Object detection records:
####################

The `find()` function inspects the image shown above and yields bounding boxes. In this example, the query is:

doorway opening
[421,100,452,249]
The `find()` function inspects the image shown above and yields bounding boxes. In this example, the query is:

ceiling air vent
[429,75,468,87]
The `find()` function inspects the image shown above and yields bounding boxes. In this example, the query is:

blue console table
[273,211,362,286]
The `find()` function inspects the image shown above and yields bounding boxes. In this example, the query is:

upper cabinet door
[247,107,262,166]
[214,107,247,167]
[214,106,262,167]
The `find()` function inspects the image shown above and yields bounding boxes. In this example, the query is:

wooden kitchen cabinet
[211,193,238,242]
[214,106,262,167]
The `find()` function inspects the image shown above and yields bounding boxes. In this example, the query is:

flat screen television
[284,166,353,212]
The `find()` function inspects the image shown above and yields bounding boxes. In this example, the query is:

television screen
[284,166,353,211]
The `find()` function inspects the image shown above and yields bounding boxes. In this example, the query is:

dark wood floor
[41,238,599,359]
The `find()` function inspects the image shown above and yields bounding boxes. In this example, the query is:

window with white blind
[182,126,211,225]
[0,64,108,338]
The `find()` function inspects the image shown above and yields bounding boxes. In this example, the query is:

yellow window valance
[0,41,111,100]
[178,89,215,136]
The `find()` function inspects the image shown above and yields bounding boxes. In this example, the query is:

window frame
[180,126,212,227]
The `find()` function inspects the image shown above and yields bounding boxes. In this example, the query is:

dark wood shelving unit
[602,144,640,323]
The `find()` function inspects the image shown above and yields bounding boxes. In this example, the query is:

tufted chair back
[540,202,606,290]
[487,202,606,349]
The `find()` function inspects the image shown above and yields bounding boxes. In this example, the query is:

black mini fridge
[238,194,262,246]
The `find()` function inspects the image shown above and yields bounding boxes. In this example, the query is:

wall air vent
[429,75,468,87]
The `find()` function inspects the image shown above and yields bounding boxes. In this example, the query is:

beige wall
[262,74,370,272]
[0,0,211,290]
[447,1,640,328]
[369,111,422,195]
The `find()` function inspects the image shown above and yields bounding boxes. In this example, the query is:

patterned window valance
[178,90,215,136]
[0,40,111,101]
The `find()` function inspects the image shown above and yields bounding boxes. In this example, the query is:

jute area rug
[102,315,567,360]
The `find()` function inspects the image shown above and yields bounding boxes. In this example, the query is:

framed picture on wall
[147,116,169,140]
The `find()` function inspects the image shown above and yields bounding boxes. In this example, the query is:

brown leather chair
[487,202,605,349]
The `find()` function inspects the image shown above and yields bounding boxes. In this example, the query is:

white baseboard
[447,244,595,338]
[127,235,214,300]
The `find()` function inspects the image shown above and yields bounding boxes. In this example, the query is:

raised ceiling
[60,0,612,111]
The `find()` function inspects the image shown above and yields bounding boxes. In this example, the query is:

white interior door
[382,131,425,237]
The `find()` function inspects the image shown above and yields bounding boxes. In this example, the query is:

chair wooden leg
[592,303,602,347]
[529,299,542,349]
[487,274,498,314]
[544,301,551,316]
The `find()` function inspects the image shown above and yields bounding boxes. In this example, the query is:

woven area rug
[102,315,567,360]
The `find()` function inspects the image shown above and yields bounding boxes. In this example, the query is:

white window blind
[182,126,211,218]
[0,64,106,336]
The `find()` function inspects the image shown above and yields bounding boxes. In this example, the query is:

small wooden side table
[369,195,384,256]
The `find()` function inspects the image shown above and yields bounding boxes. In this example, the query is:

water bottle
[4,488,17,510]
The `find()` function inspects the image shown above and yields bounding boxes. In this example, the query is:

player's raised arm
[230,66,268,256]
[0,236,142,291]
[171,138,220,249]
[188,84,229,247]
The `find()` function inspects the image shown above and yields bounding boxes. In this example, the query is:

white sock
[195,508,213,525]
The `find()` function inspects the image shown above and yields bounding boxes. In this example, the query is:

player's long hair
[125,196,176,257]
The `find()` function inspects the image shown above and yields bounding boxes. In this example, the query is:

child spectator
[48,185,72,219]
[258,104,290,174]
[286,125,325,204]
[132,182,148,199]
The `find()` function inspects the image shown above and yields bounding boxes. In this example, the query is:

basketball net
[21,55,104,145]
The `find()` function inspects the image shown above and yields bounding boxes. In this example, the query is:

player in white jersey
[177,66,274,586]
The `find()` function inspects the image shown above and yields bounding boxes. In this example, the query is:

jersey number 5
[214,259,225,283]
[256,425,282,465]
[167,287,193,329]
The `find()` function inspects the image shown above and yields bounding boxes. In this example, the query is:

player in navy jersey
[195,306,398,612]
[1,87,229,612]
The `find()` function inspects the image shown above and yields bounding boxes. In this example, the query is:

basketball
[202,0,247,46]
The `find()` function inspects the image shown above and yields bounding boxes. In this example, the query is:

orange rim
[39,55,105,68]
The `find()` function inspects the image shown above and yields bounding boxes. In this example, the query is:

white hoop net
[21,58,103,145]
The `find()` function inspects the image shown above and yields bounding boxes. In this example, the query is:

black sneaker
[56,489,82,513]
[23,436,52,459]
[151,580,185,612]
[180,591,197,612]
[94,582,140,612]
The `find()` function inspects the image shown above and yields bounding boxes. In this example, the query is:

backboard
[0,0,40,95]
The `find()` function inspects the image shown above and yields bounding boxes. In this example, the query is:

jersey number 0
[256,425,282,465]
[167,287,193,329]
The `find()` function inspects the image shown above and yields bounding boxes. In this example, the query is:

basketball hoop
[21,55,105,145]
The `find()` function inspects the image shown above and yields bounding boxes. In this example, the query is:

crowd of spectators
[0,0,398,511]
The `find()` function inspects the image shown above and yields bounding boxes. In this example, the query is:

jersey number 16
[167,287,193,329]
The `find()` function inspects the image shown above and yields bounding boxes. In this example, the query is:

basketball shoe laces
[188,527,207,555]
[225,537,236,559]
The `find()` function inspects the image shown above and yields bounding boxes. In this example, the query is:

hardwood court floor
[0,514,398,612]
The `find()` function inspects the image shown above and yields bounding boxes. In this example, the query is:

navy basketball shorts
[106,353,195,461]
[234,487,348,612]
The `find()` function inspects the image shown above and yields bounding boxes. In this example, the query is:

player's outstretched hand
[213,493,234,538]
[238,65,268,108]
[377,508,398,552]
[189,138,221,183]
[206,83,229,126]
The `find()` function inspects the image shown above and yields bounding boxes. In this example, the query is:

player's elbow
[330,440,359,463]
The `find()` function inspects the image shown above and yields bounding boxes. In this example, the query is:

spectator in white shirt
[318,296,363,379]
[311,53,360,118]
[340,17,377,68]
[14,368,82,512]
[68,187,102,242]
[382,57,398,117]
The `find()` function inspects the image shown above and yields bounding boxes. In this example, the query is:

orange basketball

####################

What you will do:
Locate every line in the records above that contains the word "basketball", and copy each such line in full.

Completed task:
basketball net
basketball
basketball hoop
basketball shoe laces
navy basketball shorts
orange basketball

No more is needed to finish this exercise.